YOUR INSTRUCTIONS >>
Please copy every one of the following rows verbatim, keeping each character unchanged.

EXTRACTED RECORDS >>
▬▬▬▬▬▬▬▬▬▬

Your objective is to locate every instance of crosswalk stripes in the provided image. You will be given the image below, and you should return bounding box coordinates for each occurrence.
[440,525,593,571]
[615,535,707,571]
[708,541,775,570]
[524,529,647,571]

▬▬▬▬▬▬▬▬▬▬

WRITTEN RESPONSE >>
Your objective is to locate every instance of crosswalk stripes in the provided image. You will be given the image below, and you should return bounding box coordinates for each occurrence.
[440,525,593,571]
[615,535,707,571]
[708,541,775,570]
[524,529,647,571]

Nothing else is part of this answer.